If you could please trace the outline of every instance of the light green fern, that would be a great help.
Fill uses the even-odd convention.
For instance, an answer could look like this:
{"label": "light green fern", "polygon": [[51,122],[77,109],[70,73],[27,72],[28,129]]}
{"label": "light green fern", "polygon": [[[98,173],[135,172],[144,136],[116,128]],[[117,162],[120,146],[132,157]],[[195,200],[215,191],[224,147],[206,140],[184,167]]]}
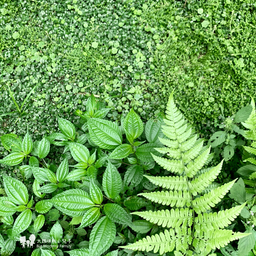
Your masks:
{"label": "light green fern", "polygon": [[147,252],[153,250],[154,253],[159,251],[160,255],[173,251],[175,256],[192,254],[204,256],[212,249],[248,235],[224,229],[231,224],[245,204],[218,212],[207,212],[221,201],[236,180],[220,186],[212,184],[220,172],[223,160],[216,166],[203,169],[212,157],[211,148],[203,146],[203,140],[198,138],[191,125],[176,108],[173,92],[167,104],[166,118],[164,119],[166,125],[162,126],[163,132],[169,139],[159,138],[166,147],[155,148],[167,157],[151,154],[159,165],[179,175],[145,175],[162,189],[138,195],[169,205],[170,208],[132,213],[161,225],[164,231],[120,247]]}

...

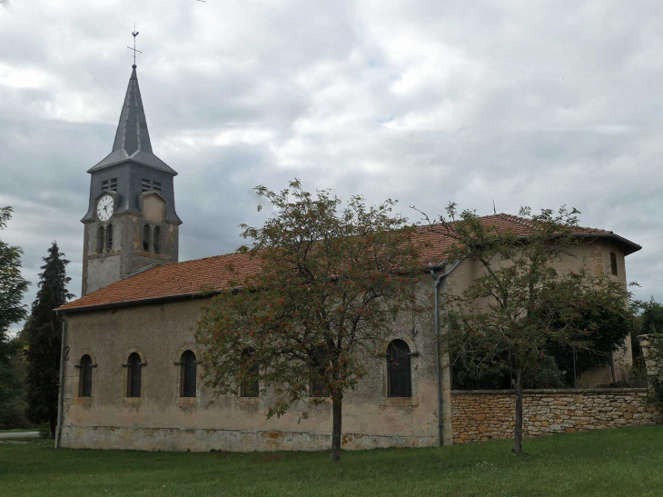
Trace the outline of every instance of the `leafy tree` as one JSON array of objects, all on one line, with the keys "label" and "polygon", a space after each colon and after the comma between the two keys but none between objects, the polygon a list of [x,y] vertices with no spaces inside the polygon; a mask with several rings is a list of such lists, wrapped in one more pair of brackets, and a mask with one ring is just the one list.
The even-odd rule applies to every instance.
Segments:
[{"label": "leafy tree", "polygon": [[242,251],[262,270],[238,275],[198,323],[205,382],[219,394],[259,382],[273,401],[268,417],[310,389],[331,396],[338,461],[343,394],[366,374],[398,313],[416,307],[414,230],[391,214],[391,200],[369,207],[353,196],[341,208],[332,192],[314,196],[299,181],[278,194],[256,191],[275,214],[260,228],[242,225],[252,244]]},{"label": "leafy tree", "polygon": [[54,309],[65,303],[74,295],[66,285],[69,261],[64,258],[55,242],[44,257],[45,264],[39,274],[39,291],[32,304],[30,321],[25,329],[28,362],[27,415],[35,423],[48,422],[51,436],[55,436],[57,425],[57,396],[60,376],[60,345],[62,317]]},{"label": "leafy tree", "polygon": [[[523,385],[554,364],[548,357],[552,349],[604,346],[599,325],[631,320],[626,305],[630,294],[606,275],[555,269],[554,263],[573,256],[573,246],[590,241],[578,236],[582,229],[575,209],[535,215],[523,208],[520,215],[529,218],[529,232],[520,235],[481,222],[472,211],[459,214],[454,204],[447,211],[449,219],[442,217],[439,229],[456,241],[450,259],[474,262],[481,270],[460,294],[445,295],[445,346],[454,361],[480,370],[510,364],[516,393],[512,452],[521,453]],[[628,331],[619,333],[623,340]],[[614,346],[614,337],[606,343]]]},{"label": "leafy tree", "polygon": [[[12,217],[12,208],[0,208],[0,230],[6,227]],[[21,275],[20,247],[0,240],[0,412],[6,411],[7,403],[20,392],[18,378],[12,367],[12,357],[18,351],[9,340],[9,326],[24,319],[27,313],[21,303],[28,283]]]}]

### What is needed
Report every line of the records that contains the string "fern", matching case exactly.

### The completed task
If you could please trace the outline of every instance of the light green fern, that would be a great help.
{"label": "light green fern", "polygon": [[51,122],[77,109],[70,73],[27,72],[28,129]]}
{"label": "light green fern", "polygon": [[[98,173],[135,172],[144,136],[116,128]],[[117,162],[120,146],[132,157]],[[195,200],[215,191],[224,147],[206,140],[184,167]]]}
{"label": "light green fern", "polygon": [[147,252],[153,250],[154,253],[159,251],[160,255],[173,251],[175,256],[192,254],[204,256],[212,249],[248,235],[224,229],[231,224],[245,204],[218,212],[207,212],[221,201],[236,180],[220,186],[212,184],[220,172],[223,160],[216,166],[203,169],[212,157],[211,148],[203,146],[203,140],[198,138],[191,125],[176,108],[173,92],[167,104],[166,118],[164,119],[166,125],[162,126],[163,132],[169,139],[159,138],[166,147],[155,148],[167,157],[151,154],[159,165],[179,175],[145,175],[162,189],[138,195],[169,205],[170,208],[132,213],[161,225],[164,231],[120,247]]}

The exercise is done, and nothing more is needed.